# CONSIGNE:
Reproduisez à l'identique, s'il vous plaît, la partie du passage sur Corinthe qui commence par « 1 Corinthiens, VI, 9-10. » et se poursuit jusqu'à « Timothée, I, 8-11. ».

# PASSAGE EXTRAIT:
= = = =

Corinthe avait, dans l'Antiquité, mauvaise réputation. Chez les Grecs, korinthiazomai signifiait « je vis en libertin », et parmi les personnages du théâtre grec antique, le korinthiazomés est le type même du débauché. Le poète latin Horace disait : « Chacun ne peut aller à Corinthe », parce que cela nécessitait beaucoup d'argent. Les Corinthiens vénéraient surtout la déesse Aphrodite que servaient plus de mille prostituées sacrées[56]. C'est dans ce contexte que Paul rappelle la condamnation qui attend les pécheurs :

« Ne savez-vous donc pas que les injustes n’héritent pas le royaume d’Elohîms ? Ne vous égarez pas : ni les putains, ni les idolâtres, ni les adultères, ni les voluptueux [malakoï], ni les sodomites [arsenokoïtai], ni les voleurs, ni les exploiteurs, ni les buveurs, ni les insulteurs, ni les rapaces n’hériteront le royaume d’Elohîms. »

 1 Corinthiens, VI, 9-10.

Pareillement à la précédente, la première épître à Timothée, qui n’est pas de la main de l’apôtre, dresse une liste des « injustes » et des pécheurs :

« Or nous savons que la tora est belle si elle est servie selon la tora, sachant que la tora n’est pas pour le juste, mais pour les sans-tora, pour les insoumis, pour les impies, pour les fauteurs, pour les sacrilèges, pour les profanateurs, pour les parricides, pour les matricides, pour les tueurs, pour les putassiers [pornoi], pour les pédérastes [arsenokoitai], pour les trafiquants d’hommes, pour les menteurs, pour les parjures, et pour tout ce qui s’oppose à un enseignement sain selon l’annonce de la gloire et de la marche d’Elohîms que j’ai reçue en moi. »

 1 Timothée, I, 8-11.

Les différentes traductions en français de malakoi ( malakos (sing.) ; relâché, mou, efféminé[B 6]) sont assez homogènes, mais il fut plus difficile de rendre clair le sens d’arsenokoitai (arsenokoites (sing.) ; « homme de mœurs contre nature »[B 7])[n 3].

La Vulgate traduit malakoi par mollis, signifiant « eunuque » quand il est un nom[57], et « agréable », « mou » ou « efféminé » quand il est un adjectif[58]. Elle traduit arsenokoitai par masculorum concubitores ceux qui couchent avec des hommes »), ce que McNeill interprète comme désignant les « concubins » dans le cadre de la prostitution masculine[M 4].

Rejet de tous les actes homosexuels et sodomites…

Jean IV le Jeûneur, patriarche de Constantinople à la fin du VIe siècle, écrit dans son Pénitentiel, que des hommes ont commis l’arsenokoitia avec leurs épouses[n 4].

= = = =

# EXTRAIT DES DONNÉES:
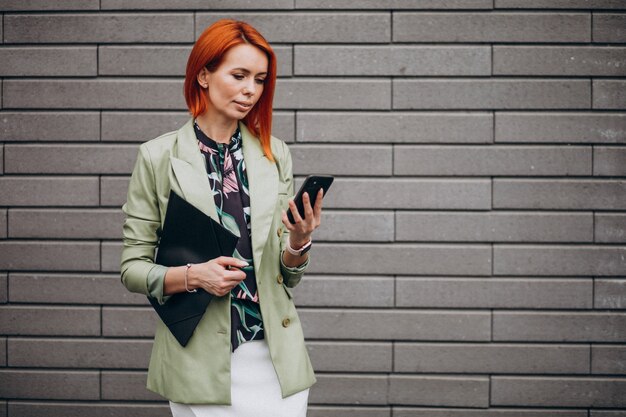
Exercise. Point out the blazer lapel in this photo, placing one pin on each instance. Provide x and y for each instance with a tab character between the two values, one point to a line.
189	169
190	172
263	188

= = = =

# RÉPONSE:
1 Corinthiens, VI, 9-10.

Pareillement à la précédente, la première épître à Timothée, qui n’est pas de la main de l’apôtre, dresse une liste des « injustes » et des pécheurs :

« Or nous savons que la tora est belle si elle est servie selon la tora, sachant que la tora n’est pas pour le juste, mais pour les sans-tora, pour les insoumis, pour les impies, pour les fauteurs, pour les sacrilèges, pour les profanateurs, pour les parricides, pour les matricides, pour les tueurs, pour les putassiers [pornoi], pour les pédérastes [arsenokoitai], pour les trafiquants d’hommes, pour les menteurs, pour les parjures, et pour tout ce qui s’oppose à un enseignement sain selon l’annonce de la gloire et de la marche d’Elohîms que j’ai reçue en moi. »

 1 Timothée, I, 8-11.